Start of STORED DATA
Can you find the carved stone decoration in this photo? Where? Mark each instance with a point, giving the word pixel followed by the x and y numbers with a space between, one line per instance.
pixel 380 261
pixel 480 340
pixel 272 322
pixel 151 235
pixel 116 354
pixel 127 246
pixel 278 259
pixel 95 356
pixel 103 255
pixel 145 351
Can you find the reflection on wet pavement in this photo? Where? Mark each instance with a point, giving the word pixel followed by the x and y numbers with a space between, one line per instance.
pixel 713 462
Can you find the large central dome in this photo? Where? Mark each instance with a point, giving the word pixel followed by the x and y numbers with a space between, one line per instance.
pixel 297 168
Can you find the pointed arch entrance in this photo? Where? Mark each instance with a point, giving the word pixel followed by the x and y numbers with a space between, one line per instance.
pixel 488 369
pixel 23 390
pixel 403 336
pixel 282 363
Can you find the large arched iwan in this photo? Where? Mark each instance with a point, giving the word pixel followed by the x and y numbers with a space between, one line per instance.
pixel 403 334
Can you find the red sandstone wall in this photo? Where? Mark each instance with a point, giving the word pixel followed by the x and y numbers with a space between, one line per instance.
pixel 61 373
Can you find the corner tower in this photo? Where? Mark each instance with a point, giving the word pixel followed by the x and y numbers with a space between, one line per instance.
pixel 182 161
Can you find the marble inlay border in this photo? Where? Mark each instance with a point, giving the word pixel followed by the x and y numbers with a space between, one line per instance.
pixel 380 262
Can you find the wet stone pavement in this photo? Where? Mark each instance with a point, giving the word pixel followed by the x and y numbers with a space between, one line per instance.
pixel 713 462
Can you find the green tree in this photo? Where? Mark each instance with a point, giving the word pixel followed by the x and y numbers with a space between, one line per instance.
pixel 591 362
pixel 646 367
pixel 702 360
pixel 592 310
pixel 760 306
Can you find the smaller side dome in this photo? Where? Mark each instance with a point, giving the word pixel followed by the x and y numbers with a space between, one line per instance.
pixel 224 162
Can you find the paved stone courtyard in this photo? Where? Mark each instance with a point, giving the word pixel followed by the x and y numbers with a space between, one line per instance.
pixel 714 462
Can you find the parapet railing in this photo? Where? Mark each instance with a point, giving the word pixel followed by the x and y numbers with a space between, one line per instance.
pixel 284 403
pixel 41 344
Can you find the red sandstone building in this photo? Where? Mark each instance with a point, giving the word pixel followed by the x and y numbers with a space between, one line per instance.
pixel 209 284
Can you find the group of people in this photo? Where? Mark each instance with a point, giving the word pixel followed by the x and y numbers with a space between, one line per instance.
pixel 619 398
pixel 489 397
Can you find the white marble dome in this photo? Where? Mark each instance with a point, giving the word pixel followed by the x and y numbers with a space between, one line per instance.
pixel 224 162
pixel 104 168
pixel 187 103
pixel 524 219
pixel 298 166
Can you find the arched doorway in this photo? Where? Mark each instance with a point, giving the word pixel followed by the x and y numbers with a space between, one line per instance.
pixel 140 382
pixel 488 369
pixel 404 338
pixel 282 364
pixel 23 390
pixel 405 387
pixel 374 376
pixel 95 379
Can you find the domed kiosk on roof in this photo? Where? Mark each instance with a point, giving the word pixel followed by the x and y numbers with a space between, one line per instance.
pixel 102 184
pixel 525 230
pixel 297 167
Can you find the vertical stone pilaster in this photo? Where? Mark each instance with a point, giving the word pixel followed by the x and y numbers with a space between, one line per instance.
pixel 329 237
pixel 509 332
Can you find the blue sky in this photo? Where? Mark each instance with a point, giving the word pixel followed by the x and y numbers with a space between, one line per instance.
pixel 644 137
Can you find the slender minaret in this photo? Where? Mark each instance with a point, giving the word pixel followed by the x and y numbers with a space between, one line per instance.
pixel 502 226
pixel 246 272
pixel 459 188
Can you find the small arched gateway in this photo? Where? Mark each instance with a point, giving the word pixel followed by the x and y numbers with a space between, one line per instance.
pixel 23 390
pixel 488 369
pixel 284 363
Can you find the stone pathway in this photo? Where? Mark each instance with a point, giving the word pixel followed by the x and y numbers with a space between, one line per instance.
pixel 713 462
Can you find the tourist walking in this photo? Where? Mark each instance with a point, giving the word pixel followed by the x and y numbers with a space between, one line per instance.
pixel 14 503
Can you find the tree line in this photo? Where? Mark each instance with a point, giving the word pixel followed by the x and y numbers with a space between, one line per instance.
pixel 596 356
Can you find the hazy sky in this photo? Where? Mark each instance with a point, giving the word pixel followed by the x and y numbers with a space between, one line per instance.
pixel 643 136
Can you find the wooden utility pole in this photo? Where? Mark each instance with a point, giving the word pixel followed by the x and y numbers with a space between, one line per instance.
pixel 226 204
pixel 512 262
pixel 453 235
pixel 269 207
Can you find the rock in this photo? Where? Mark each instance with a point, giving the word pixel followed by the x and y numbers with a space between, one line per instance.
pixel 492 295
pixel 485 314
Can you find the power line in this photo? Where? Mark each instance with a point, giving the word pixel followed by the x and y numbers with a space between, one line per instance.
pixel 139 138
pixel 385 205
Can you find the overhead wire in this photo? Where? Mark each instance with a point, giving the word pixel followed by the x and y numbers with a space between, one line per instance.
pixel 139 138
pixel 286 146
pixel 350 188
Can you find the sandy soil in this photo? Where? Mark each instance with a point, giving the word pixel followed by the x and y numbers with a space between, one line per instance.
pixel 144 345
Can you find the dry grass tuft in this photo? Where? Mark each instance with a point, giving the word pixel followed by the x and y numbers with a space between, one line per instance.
End of STORED DATA
EXERCISE BRIEF: Reproduce each entry exactly, with nothing missing.

YOUR RESPONSE:
Can you find the carved stone decoration in this photo? Where? Mark each instance with a point, giving the word pixel followed by the x and y numbers with a space between, one line per instance.
pixel 380 261
pixel 480 340
pixel 272 322
pixel 151 235
pixel 116 354
pixel 127 246
pixel 278 259
pixel 95 356
pixel 103 255
pixel 145 351
Can you find the reflection on wet pavement in this photo? Where? Mark each instance with a point, giving the word pixel followed by the x and y numbers with a space between, one line per instance.
pixel 713 462
Can you find the large central dome in this photo? Where? Mark each instance with a point, giving the word pixel followed by the x and y numbers with a space between, one line per instance.
pixel 297 168
Can you find the pointed arch entrance in this photo? Where? Mark each instance with a point, giving the word pixel followed by the x and y numbers with a space between, one line per instance.
pixel 488 369
pixel 23 390
pixel 403 336
pixel 282 363
Can you find the large arched iwan in this photo? Where? Mark each instance with a point, giving the word pixel followed by the x and y numbers with a space between, one line per instance.
pixel 403 334
Can you find the red sandstone wall in this photo? Where? Mark each instance with a point, giving the word pixel followed by the x and y numbers with a space between, one line per instance.
pixel 61 373
Can you find the corner tower in this photo? Where? Mark each instance with a point, giving the word pixel followed by the x and y numbers with a space between, one line per instance.
pixel 182 161
Can you find the marble inlay border in this photo? Where? Mark each instance with a point, giving the word pixel followed by the x and y numbers with a space between, one line per instance.
pixel 380 262
Can you find the wet stone pavement in this photo? Where? Mark each instance with a point, giving the word pixel followed by the x and y numbers with a space between, one line per instance.
pixel 713 462
Can you find the green tree in this photo? Where? Mark each instance with a point, giving the word pixel followed by the x and y numbers with a space between, one line per instance.
pixel 591 362
pixel 646 367
pixel 702 360
pixel 592 310
pixel 760 306
Can you find the smaller side dome in this photo? Where? Mark each instance with a point, giving the word pixel followed by the x and y numbers with a space between, one line per instance.
pixel 224 162
Can you find the paved stone courtyard in this photo? Where? Mark each instance with a point, giving the word pixel followed by the x and y numbers with a space between, one line per instance.
pixel 714 462
Can you find the parapet railing in this photo? Where? Mark each instance with a point, giving the word pixel followed by the x and y numbers with a space between, one line per instance.
pixel 284 403
pixel 41 344
Can you find the red sandstone building in this photo? Where? Mark each instance with a point, giving the word pixel followed by the x and y numbers with a space between, one line per instance.
pixel 209 284
Can you find the group of people in this photo? Where? Mark each instance with a point, giving the word pixel followed by the x and y numbers with a space between, one line per instance.
pixel 619 398
pixel 489 397
Can you find the white marble dome in this photo? Where? Mark each instance with a point, giving the word pixel followed by the x and y numbers with a space between, one line per instance.
pixel 224 162
pixel 104 168
pixel 187 103
pixel 524 219
pixel 298 166
Can you find the arched doorway in this photo? Where? Mark each instance with a point, giving the word pixel followed by the x and y numbers with a space between, one line per instance.
pixel 140 382
pixel 488 369
pixel 404 338
pixel 282 364
pixel 23 390
pixel 405 387
pixel 374 376
pixel 95 379
Can you find the domed kiosk on roof in this photo? Where? Mark each instance with a point, giving the word pixel followed by the x and y numbers with a space between, one line per instance.
pixel 102 184
pixel 525 230
pixel 297 167
Can you find the vertical stone pilaster in this photo? Where? Mark each instance with a point, giving the word pixel followed by the x and y numbers with a space between, one line per instance.
pixel 329 237
pixel 509 332
Can you find the blue sky in this photo? Where? Mark each instance with a point, giving the word pixel followed by the x and y numbers with a space between, one line per instance.
pixel 644 137
Can you find the slender minaret in this photo? Where? Mark each instance with a point, giving the word pixel followed by the x and y numbers with a space between, one line per instance.
pixel 502 226
pixel 246 272
pixel 459 188
Can you find the small arched gateway in this photo? Where? Mark each instance with a point, giving the word pixel followed by the x and y numbers with a space between, one line per instance.
pixel 23 390
pixel 488 369
pixel 284 363
Can you find the stone pathway in this photo? Where? Mark each instance with a point, giving the word pixel followed by the x and y numbers with a space between, one line per instance.
pixel 713 462
Can you find the tourist walking in this photo? Where? Mark each instance with a point, giving the word pixel followed by the x and y numbers with a space between, one line per instance.
pixel 14 503
Can you find the tree line in this photo? Where? Mark each instance with a point, giving the word pixel followed by the x and y numbers with a space between, one line per instance.
pixel 596 356
Can you find the hazy sky in this photo? Where? Mark each instance with a point, giving the word pixel followed by the x and y numbers with a space between, one line per instance.
pixel 643 136
Can you find the wooden utility pole in this photo? Where? Mark each instance with a point, giving the word pixel followed by the x and y numbers with a space between, one line per instance.
pixel 226 204
pixel 512 262
pixel 453 235
pixel 269 207
Can you find the rock in this photo? Where? Mark each instance with a point, giving the word pixel followed by the x and y numbers with a space between, one line per instance.
pixel 492 295
pixel 485 314
Can you find the power line in this photo? Where? Mark each instance with a point, giving the word pixel followed by the x and y numbers with a space between, one line per instance.
pixel 139 138
pixel 385 205
Can you find the overhead wire in this photo? Where? Mark each instance with a point, giving the word pixel followed by the x and y numbers with a space between, one line per instance.
pixel 139 138
pixel 286 146
pixel 350 188
Can you find the sandy soil in this photo? Where? Mark each instance with a point, giving the word pixel followed by the x and y numbers with a space between, one line per instance.
pixel 144 345
Can you find the dry grass tuft in this photo? Where? Mark each instance with a point, giving the word pixel followed by the x and y numbers with a space between, one line per instance.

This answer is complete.